Supplied passage -

Posted: August 31st, 2013, 2:22 pm
by lttlmc3
The update is that he went to court and just got anger management class and probation. They dropped the assault on an officer and terroristic threats. He starts his anger management class this week I think.
But after all of this, he has learned nothing. He told me he would stop drinking but he hasn't at all. He hasn't even slowed down. He hasn't seen his therapist yet because the appointment isn't until the middle of the month.
He can just...just be so mean. I don't know how else to say it. Cruel. Awful. And then turn around the next day and be wonderful. I full so bad because I'm in love with one of him but I hate the other guy and I never know what's going to come through the door. I just makes me wish I was dead so much.

Re: Just so sad and frustrated....

Posted: September 3rd, 2013, 10:53 am
by manuel_moe_g
Hello lttlmc3!

I feel stupid just posting links when you are suffering, but maybe the resources below can help you. Please take care, the suffering and pain you feel is from circumstances you never deserved.

Referring expression data:
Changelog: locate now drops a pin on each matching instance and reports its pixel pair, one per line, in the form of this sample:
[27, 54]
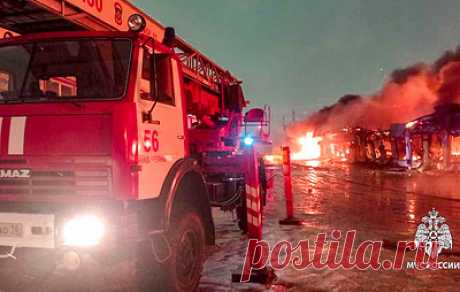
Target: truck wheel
[187, 252]
[182, 271]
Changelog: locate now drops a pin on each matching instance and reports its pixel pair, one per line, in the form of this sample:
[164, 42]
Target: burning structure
[428, 96]
[431, 141]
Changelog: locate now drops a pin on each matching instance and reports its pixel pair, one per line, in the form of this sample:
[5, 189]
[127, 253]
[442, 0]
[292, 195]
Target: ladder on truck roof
[31, 16]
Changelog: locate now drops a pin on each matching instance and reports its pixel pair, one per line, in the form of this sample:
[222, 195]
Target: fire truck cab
[114, 144]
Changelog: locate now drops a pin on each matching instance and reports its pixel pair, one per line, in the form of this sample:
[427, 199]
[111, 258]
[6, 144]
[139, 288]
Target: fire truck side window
[4, 81]
[164, 76]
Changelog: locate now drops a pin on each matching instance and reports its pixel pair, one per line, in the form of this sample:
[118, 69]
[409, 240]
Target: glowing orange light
[310, 148]
[410, 124]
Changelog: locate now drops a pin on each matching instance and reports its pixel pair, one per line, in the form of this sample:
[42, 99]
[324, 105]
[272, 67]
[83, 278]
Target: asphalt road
[380, 205]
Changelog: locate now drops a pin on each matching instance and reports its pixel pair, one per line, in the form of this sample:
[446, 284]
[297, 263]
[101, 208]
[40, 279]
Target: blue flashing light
[248, 141]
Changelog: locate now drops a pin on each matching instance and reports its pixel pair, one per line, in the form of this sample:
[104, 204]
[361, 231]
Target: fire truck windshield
[79, 69]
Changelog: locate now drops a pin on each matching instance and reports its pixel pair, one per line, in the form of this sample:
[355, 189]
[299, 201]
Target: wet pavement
[379, 204]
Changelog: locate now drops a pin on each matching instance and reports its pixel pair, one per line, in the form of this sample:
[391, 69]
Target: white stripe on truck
[16, 139]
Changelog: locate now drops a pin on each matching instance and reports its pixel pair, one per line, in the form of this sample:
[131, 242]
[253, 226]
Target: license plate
[20, 230]
[11, 230]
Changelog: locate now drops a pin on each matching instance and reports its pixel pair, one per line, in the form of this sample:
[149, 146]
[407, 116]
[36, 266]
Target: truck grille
[66, 182]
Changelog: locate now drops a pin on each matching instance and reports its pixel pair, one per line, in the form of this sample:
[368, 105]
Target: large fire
[310, 148]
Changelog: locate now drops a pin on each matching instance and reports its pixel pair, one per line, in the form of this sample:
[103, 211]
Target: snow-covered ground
[380, 205]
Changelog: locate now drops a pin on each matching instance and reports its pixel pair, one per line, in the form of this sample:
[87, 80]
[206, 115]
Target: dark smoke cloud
[409, 93]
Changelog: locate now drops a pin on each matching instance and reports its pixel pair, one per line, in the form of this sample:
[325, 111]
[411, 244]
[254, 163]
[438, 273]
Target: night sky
[304, 54]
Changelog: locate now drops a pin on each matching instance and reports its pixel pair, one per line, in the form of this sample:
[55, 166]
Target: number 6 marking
[151, 141]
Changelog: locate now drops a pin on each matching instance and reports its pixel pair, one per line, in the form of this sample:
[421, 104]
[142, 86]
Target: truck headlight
[83, 231]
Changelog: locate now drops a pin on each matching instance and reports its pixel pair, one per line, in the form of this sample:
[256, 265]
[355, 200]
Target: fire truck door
[161, 140]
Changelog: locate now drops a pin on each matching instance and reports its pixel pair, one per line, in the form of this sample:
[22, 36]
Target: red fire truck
[116, 139]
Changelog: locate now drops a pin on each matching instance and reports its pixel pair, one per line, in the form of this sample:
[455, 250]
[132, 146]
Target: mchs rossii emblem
[433, 234]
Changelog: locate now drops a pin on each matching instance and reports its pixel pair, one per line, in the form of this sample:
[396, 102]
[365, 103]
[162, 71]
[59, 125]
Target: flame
[310, 148]
[411, 124]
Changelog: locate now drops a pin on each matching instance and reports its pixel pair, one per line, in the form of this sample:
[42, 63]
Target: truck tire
[182, 271]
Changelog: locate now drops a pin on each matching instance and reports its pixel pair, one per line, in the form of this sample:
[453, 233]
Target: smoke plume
[408, 94]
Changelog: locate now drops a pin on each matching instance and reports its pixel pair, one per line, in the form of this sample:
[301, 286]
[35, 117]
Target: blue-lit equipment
[248, 141]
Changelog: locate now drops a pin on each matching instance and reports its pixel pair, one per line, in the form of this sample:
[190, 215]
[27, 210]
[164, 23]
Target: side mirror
[153, 77]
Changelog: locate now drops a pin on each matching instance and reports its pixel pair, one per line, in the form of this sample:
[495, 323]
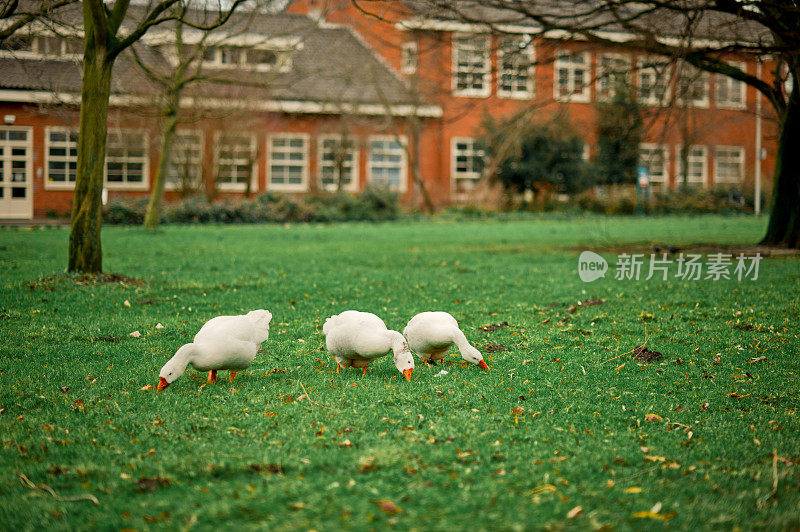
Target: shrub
[372, 205]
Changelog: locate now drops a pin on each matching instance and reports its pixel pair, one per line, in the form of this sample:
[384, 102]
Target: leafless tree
[703, 33]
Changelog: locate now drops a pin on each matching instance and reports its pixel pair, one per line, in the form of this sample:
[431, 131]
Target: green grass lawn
[556, 424]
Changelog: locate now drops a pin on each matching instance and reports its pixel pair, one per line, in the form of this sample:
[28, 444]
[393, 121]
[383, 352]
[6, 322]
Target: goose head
[473, 356]
[403, 359]
[175, 367]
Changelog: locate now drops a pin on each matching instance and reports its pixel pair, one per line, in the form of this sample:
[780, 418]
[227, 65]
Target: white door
[16, 172]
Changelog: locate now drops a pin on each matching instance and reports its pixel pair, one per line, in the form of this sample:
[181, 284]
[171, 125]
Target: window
[693, 86]
[185, 170]
[338, 161]
[730, 92]
[258, 58]
[126, 159]
[236, 160]
[697, 165]
[467, 164]
[18, 43]
[613, 72]
[728, 164]
[387, 162]
[410, 58]
[471, 65]
[515, 67]
[572, 77]
[288, 162]
[653, 79]
[61, 157]
[655, 158]
[50, 46]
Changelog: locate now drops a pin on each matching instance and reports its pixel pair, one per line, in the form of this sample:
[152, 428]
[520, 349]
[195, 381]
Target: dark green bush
[372, 205]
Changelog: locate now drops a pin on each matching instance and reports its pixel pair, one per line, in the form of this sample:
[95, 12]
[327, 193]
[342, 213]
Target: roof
[328, 65]
[603, 18]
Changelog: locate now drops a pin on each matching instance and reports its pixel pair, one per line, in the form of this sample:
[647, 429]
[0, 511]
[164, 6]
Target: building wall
[712, 127]
[50, 199]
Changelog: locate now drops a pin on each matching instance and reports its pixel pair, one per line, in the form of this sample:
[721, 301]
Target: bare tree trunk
[416, 172]
[784, 219]
[85, 252]
[153, 214]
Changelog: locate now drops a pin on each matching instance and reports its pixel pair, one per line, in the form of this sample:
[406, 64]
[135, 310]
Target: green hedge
[372, 205]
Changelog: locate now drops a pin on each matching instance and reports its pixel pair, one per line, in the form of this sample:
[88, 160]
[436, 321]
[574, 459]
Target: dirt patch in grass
[494, 348]
[145, 485]
[642, 354]
[47, 283]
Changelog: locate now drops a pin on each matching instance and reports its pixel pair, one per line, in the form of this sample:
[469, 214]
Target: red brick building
[407, 91]
[471, 73]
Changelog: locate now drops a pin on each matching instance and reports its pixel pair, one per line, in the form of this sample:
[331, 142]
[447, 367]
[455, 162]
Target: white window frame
[528, 53]
[699, 77]
[484, 71]
[564, 61]
[355, 154]
[236, 187]
[605, 83]
[729, 83]
[58, 185]
[27, 145]
[403, 140]
[283, 62]
[175, 185]
[36, 51]
[647, 64]
[409, 61]
[471, 152]
[144, 184]
[741, 157]
[663, 179]
[692, 160]
[271, 150]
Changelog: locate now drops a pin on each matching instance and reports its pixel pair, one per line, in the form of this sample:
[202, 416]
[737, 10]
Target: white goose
[223, 343]
[357, 338]
[430, 335]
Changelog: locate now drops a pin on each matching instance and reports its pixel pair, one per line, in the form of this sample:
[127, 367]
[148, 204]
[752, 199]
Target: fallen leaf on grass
[367, 463]
[494, 327]
[734, 395]
[575, 512]
[642, 354]
[651, 515]
[388, 507]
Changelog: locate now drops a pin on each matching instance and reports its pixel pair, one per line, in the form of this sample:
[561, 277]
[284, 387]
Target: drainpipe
[757, 192]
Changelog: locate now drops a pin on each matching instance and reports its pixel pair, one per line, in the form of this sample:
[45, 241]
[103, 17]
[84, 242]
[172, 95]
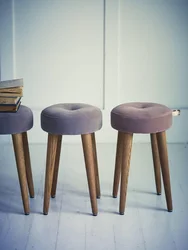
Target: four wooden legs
[123, 155]
[20, 162]
[156, 162]
[90, 170]
[161, 139]
[50, 163]
[160, 161]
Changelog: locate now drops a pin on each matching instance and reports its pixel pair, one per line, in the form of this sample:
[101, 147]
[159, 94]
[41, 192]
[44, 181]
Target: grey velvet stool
[17, 124]
[71, 119]
[144, 118]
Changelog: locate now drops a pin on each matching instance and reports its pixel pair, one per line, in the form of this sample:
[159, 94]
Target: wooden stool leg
[20, 162]
[56, 168]
[117, 171]
[156, 162]
[90, 170]
[28, 165]
[161, 139]
[126, 156]
[50, 162]
[97, 181]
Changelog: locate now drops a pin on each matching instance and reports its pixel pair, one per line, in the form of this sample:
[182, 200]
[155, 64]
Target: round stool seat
[141, 117]
[71, 119]
[18, 122]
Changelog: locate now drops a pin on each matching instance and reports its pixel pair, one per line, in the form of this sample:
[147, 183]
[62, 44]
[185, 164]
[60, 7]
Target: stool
[71, 119]
[17, 124]
[151, 118]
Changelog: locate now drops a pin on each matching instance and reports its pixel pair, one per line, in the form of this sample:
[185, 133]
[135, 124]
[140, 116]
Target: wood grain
[161, 138]
[56, 168]
[28, 165]
[97, 181]
[20, 162]
[118, 162]
[50, 163]
[90, 170]
[156, 162]
[126, 156]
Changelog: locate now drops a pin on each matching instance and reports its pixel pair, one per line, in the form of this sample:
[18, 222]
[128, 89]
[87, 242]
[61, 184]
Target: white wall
[99, 52]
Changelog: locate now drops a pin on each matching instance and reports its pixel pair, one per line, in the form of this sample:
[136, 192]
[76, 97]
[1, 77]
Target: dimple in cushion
[141, 117]
[71, 119]
[18, 122]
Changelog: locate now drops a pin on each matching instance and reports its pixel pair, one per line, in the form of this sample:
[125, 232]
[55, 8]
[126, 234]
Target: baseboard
[178, 133]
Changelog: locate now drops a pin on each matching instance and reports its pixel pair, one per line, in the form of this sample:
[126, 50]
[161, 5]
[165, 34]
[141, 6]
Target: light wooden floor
[70, 225]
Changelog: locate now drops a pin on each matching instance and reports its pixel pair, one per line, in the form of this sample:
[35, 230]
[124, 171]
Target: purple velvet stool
[17, 124]
[144, 118]
[71, 119]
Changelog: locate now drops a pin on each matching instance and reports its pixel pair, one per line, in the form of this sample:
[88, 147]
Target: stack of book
[11, 92]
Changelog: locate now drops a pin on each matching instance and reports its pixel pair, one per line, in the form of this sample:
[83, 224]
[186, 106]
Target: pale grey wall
[154, 51]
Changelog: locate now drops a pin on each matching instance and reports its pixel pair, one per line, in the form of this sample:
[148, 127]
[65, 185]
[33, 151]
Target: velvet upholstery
[141, 117]
[71, 119]
[18, 122]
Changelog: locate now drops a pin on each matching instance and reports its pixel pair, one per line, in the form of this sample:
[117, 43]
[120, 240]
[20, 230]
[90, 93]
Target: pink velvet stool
[143, 118]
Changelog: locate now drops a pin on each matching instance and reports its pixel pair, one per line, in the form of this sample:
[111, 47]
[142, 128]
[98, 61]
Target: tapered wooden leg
[56, 168]
[20, 162]
[50, 163]
[90, 170]
[161, 139]
[28, 165]
[126, 156]
[156, 162]
[117, 171]
[97, 181]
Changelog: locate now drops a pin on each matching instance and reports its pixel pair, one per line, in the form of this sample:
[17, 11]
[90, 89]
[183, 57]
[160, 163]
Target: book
[11, 92]
[10, 108]
[9, 100]
[11, 83]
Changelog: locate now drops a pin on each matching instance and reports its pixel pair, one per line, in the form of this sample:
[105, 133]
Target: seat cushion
[18, 122]
[71, 119]
[141, 117]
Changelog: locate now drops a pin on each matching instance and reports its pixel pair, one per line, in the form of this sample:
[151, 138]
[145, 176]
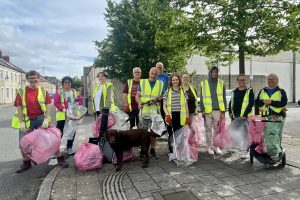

Set of tasks -
A: Can you reproduce the part of the forum thread starting with "But after all" and going on through "of the month."?
B: Could you take the forum thread further, carrying on from where it stops?
The listing has no connection to the forum thread.

Task-by-task answers -
A:
But after all of this, he has learned nothing. He told me he would stop drinking but he hasn't at all. He hasn't even slowed down. He hasn't seen his therapist yet because the appointment isn't until the middle of the month.

B:
Al-Anon Family Groups -- Strength and hope for friends and families of problem drinkers -- Friends and families of problem drinkers find understanding and support at Al-Anon meetings

al-anon.alateen.org

___.oOo.______.oOo.______.oOo.______.oOo.______.oOo.______.oOo.______.oOo.___

Sexual/Physical Abuse Resources

Rape, Abuse and Incest National Network - RAINN.org

Abusive Relationships thread on this board - a description of a violent relationship and some solutions/resources

Emergency Resources for Abused Women - newhouseshelter.org

From helpguide.org - curated advice for battered women

Cheers to you, for scrolling all the way down to the bottom of this copypasta! :D

Re: Just so sad and frustrated....

Posted: September 8th, 2013, 10:39 am
by Cinnamon
Hi;
My heart aches for you and your husband.
You are facing multiple crisis at once, including determining what your relationship with your husband will be long term after this, and on what terms. That alone is a lot. Meanwhile, he is facing legal, physical and emotional issues and public humiliation.

I am not an expert on alchohal - my dad was such a heavy drinker I avoid men who drink too much like the plague. Oak's advice seems wise but I have to add my two cents:
the drinking is a symptom, not just a problem.
and until he can face the real issues, even if he stops drinking/self medicating, he will "need" emotionally to find another refuge from facing the real issues - a diagnosis of bi-polar that remains untreated either chemically or via therapy. And in my humble humble opinion, neither option works well on its own.

the drinking drives the drama in his life but it is finally just distraction from the internal drama.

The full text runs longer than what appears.